__STATED TASK__. Copy exactly the lines from the one containing "Where can the thick" through the last line of the records, both included, and nothing more.

- - - - -

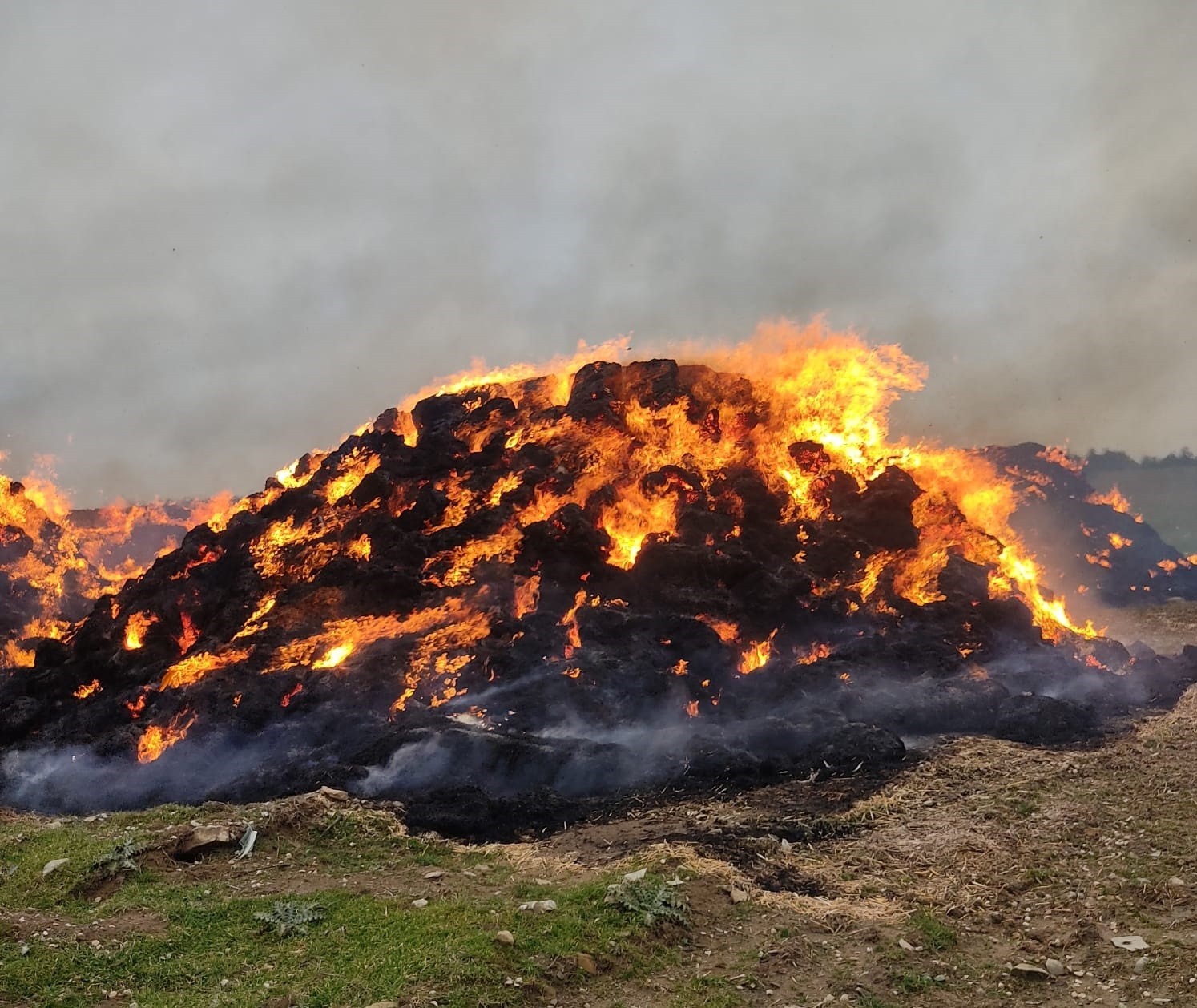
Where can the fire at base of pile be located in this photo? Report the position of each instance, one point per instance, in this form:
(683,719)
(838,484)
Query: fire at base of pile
(528,595)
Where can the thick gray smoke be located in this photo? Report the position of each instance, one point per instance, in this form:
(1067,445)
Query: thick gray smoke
(230,232)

- - - - -

__WRITTEN RESPONSE__.
Where can the thick gray smoke be located in this photo? Report the position of each instance, one point per instance, in this form:
(1067,445)
Query: thick gray smoke
(230,232)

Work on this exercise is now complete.